United States District Court, E.D. Michigan, Southern Division
OPINION AND ORDER DENYING MOTION TO CORRECT CLERICAL ERROR
ROBERT H. CLELAND, District Judge.
Defendant Robert Murillo is a federal prisoner at the Federal Correctional Institution in Milan, Michigan. In 1995, following a jury trial, he was convicted of conspiracy to possess with intent to distribute cocaine (21 U.S.C. § 846), possession of a firearm during a drug offense (18 U.S.C. § 924(c)(1)), and possession with intent to distribute marijuana (21 U.S.C. § 841(a)(1)). Murillo was sentenced to concurrent terms of 235 months' imprisonment for the drug offenses and a consecutive term of 60 months' imprisonment for the firearm conviction. The Sixth Circuit vacated the firearm conviction and remanded for resentencing. See United States v. Murillo, 99 F.3d 1140 (6th Cir. Oct. 15, 1996) (unpublished table disposition). On remand, the court ruled that Murillo's base offense level for the two drug convictions should be increased by two levels for possession of a dangerous weapon during certain drug offenses, pursuant to USSG § 2D1.1(b)(1), and resentenced Murillo to concurrent terms of 295 months' imprisonment. (Dkt. # 97, Pg. ID 449.) The Sixth Circuit upheld the two point increase to Murillo's base offense level. See United States v. Murillo, 142 F.3d 437 (6th Cir. Mar. 20, 1998) (unpublished table disposition). Murillo subsequently filed a series of motions unsuccessfully attempting to obtain relief from this sentence. See Murillo v. United States Dep't of Justice, 2014 WL 5361951, at *1 (E.D. Mich. Sept. 8, 2014) (Report and Recommendation), accepted by No. 13-cv-15273, 2014 WL 5361981 (E.D. Mich. Oct. 21, 2014) (unpublished) (listing nine motions filed by Murillo between 1999 and 2012, and recommending denying the motions for preliminary injunctive relief before the court).

▶ _Given task A_: Do these statements agree with the court opinion: (i) Murillo was convicted after a jury trial; (ii) on remand, Murillo was resentenced to concurrent terms of 235 months' imprisonment; (iii) the Sixth Circuit upheld the firearm conviction? Give yes or no for each, and quote the deciding words.
The court opinion and the rows are separate material.

▶ _Raw records_:
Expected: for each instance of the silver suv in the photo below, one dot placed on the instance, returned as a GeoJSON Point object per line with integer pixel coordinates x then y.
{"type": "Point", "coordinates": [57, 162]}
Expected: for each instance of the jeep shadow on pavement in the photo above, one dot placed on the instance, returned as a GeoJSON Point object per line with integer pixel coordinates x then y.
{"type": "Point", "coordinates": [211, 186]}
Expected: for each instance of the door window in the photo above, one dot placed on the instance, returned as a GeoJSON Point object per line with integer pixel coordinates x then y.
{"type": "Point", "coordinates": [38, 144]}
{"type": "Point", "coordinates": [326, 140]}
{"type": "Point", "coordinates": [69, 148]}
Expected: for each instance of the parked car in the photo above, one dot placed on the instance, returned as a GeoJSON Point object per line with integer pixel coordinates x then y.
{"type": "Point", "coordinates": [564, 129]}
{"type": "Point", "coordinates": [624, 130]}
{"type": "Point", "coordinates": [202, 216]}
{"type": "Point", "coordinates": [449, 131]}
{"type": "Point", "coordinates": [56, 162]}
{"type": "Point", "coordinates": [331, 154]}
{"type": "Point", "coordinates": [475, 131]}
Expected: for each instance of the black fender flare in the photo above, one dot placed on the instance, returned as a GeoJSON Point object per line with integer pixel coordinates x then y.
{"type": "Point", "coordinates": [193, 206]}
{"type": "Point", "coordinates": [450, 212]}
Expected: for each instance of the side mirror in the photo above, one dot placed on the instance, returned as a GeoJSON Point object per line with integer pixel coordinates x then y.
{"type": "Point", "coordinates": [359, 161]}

▶ _Given task B_: Can you rewrite the rows, starting at the line that contains "Expected: for each instance of the side" and ending at the last line of the rows, with the request included and every coordinate offset by 21?

▶ _Finished answer A_:
(i) Yes: "In 1995, following a jury trial, he was convicted"
(ii) No: "resentenced Murillo to concurrent terms of 295 months' imprisonment"
(iii) No: "The Sixth Circuit vacated the firearm conviction and remanded for resentencing."

▶ _Finished answer B_:
Expected: for each instance of the side mirror in the photo above, one dot placed on the instance, returned as a GeoJSON Point object per line with integer pixel coordinates x then y.
{"type": "Point", "coordinates": [380, 182]}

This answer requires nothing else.